→ **TEKS BACAAN**:
■ ■ ■ ■ ■

Jakarta, Sinata.id – Komisi Nasional Hak Asasi Manusia (Komnas HAM) kembali menyoroti penanganan kasus kerusuhan yang terjadi pada 25 hingga 31 Agustus 2025. Ketua Komnas HAM, Anis Hidayah, menegaskan bahwa Polri tidak boleh berhenti pada penangkapan ratusan pelaku lapangan, melainkan harus menelusuri siapa otak intelektual di balik aksi tersebut.
Anis juga menyampaikan kritik atas langkah kepolisian yang telah menetapkan 959 orang sebagai tersangka, termasuk 295 anak-anak yang digolongkan sebagai pelaku kerusuhan maupun penghasut. Namun, dari jumlah itu, tak seorang pun yang dikategorikan sebagai perancang atau pengendali utama.

■ ■ ■ ■ ■

→ **SOAL LATIHAN A**:
Salin persis baris-baris entri di bawah, mulai dari baris yang memuat "Query: white front door" sampai baris terakhir entri, keduanya termasuk.
Teks di atas dan entri sesudahnya diambil dari sumber yang berlainan.

→ **BAGIAN DATA**:
■ ■ ■ ■ ■

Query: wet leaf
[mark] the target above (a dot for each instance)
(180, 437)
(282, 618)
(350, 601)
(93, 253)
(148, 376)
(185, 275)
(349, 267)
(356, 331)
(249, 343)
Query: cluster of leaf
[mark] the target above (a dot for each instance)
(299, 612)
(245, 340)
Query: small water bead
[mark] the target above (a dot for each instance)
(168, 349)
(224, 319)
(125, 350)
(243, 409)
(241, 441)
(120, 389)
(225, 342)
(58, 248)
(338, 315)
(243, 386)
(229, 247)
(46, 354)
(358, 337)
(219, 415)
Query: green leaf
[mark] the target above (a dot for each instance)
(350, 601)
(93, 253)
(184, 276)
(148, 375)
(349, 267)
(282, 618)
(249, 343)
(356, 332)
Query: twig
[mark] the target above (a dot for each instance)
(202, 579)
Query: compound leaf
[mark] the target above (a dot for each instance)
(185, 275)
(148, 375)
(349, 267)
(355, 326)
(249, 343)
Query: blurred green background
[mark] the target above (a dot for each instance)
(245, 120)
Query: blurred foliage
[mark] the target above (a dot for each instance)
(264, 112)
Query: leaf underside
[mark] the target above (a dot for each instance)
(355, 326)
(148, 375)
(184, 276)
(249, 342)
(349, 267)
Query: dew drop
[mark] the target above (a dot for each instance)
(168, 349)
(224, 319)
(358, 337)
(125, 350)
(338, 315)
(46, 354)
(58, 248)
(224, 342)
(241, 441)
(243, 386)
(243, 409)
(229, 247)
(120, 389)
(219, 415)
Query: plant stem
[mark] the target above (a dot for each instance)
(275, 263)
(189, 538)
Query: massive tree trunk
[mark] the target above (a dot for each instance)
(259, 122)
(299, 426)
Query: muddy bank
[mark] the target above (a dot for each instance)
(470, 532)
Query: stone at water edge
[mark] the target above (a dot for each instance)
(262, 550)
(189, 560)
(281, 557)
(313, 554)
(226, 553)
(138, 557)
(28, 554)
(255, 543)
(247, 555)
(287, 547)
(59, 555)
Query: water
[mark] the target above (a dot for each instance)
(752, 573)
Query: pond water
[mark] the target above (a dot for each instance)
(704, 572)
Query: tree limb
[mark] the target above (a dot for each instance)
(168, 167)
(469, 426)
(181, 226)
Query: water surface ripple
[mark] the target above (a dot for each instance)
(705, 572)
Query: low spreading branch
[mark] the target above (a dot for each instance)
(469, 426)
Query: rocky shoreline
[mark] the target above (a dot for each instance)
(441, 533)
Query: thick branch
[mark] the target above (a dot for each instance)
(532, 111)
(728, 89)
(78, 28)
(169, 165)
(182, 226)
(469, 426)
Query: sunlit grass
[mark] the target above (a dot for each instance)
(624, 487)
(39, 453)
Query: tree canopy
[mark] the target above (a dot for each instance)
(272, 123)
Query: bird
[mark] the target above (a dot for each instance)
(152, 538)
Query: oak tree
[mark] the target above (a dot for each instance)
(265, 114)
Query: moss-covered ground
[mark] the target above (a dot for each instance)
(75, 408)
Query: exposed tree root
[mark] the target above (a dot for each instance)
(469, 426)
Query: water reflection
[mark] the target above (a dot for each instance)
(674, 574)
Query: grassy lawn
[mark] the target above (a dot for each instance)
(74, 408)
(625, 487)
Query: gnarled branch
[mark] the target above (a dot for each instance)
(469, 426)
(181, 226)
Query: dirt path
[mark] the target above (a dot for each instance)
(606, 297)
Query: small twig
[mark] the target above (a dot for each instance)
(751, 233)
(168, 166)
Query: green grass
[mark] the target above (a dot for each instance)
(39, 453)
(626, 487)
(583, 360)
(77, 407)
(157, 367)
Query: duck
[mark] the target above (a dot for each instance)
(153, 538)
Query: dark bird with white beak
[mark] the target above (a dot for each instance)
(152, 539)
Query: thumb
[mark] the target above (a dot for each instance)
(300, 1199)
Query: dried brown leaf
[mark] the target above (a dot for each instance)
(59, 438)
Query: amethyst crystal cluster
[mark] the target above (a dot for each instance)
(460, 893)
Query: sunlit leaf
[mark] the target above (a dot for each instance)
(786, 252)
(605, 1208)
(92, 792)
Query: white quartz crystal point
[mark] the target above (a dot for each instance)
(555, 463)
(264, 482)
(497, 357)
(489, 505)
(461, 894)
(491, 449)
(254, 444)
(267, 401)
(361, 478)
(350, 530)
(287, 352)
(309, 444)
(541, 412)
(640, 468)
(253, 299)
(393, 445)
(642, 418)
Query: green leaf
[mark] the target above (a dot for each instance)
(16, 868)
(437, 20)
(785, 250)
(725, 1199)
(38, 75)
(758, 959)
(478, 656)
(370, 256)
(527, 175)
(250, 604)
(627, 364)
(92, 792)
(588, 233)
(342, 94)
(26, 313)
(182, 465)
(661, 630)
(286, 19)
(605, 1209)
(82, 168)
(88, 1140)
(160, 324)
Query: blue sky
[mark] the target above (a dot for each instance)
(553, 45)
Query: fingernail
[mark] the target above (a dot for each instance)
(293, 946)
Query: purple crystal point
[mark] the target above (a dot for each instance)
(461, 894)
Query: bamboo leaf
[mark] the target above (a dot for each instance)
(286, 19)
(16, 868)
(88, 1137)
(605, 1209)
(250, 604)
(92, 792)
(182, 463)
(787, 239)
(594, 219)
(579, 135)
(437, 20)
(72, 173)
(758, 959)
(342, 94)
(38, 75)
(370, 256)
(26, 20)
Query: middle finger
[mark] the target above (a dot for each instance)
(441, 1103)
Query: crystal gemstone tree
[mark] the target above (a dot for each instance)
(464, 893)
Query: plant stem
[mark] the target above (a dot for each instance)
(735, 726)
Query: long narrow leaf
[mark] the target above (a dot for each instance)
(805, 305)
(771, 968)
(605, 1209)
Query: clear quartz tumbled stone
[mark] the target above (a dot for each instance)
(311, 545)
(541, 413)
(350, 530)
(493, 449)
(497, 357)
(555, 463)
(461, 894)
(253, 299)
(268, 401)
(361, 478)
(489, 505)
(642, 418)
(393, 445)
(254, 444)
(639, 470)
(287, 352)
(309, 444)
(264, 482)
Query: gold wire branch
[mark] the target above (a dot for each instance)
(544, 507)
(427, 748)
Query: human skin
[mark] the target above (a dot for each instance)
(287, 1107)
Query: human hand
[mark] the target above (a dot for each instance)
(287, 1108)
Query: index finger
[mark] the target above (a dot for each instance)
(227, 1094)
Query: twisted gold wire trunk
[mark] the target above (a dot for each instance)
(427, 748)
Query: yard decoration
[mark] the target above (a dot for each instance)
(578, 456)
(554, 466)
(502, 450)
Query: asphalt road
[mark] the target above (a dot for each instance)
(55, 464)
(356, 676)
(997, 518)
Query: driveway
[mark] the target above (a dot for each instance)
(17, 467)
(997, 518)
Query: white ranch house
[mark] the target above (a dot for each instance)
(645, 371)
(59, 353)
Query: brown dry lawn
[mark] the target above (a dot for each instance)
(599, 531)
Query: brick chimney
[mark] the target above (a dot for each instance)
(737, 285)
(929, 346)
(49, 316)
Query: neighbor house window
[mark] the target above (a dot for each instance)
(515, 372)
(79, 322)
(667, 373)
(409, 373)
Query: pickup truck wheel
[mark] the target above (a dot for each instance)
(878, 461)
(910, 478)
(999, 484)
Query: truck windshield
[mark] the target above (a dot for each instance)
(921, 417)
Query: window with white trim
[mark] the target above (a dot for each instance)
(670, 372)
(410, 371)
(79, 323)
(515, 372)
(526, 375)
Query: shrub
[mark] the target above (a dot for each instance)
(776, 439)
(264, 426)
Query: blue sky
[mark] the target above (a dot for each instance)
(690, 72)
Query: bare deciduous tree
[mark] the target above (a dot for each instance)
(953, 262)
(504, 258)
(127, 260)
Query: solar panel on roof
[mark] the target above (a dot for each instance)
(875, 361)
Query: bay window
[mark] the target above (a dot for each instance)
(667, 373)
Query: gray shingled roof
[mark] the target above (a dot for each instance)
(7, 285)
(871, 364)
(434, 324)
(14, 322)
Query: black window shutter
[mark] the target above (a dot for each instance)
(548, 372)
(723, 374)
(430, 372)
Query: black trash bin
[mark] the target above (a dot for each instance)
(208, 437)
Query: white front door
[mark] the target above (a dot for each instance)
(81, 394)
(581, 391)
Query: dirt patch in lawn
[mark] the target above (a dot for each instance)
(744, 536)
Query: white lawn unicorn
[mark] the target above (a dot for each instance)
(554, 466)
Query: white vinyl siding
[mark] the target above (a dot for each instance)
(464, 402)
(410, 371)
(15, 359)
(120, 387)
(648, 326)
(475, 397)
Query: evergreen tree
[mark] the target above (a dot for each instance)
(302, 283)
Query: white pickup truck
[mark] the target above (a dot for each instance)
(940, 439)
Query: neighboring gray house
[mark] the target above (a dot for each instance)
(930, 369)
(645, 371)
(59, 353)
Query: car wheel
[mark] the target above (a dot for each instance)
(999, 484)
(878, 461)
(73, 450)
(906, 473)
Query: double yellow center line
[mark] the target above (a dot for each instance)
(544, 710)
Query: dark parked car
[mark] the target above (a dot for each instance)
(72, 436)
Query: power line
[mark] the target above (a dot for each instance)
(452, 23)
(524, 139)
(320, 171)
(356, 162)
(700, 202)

■ ■ ■ ■ ■

→ **SOAL LATIHAN B**:
Teruskan teks tentang penanganan kasus kerusuhan Agustus 2025 mulai dari kalimat terakhirnya.

→ **JAWABAN BENAR A**:
Query: white front door
[mark] the target above (a dot for each instance)
(81, 394)
(581, 391)
Query: dirt patch in lawn
[mark] the target above (a dot for each instance)
(744, 536)
Query: white lawn unicorn
[mark] the target above (a dot for each instance)
(554, 466)
Query: white vinyl siding
[mark] the target above (a dot for each instance)
(464, 402)
(410, 371)
(15, 359)
(120, 387)
(648, 326)
(475, 397)
Query: evergreen tree
[mark] the target above (a dot for each instance)
(302, 283)
Query: white pickup truck
[mark] the target above (a dot for each instance)
(940, 439)
Query: neighboring gray house
[mark] the target above (a dot for each instance)
(930, 369)
(645, 371)
(59, 353)
Query: car wheel
[mark] the target above (a dot for each instance)
(999, 484)
(878, 461)
(73, 450)
(906, 473)
Query: double yellow center line
[mark] the target above (a dot for each instance)
(544, 710)
Query: dark parked car
[mark] the target above (a dot for each instance)
(72, 436)
Query: power line
[mark] the target above (a dot for each instance)
(452, 23)
(524, 139)
(320, 171)
(356, 162)
(700, 202)

→ **JAWABAN BENAR B**:
“Penting untuk diungkap siapa sebenarnya pihak yang berada di balik peristiwa ini. Polisi harus melakukan investigasi mendalam, transparan, dan berbasis pendekatan saintifik, bukan sekadar berhenti pada massa yang dikerahkan,” ujar Anis, Jumat (26/9/2025).
Anak-Anak Jadi Tersangka
Komnas HAM juga menyoroti serius penetapan status hukum terhadap ratusan anak yang terlibat. Menurut Anis, proses hukum terhadap anak harus merujuk pada Sistem Peradilan Pidana Anak (UU Nomor 11 Tahun 2012). Jika tidak, maka besar kemungkinan akan terjadi pelanggaran HAM dalam penanganannya.
Dari 295 anak yang ditetapkan tersangka, data kepolisian mencatat 68 anak diproses melalui mekanisme diversi, 56 anak sudah masuk tahap II, 6 anak berkasnya dinyatakan lengkap (P21), sementara 160 anak lainnya masih dalam tahap pemberkasan.
“Jika penanganan ini tidak sesuai dengan prosedur hukum anak, maka berisiko menimbulkan pelanggaran hak asasi manusia,” tegas Anis.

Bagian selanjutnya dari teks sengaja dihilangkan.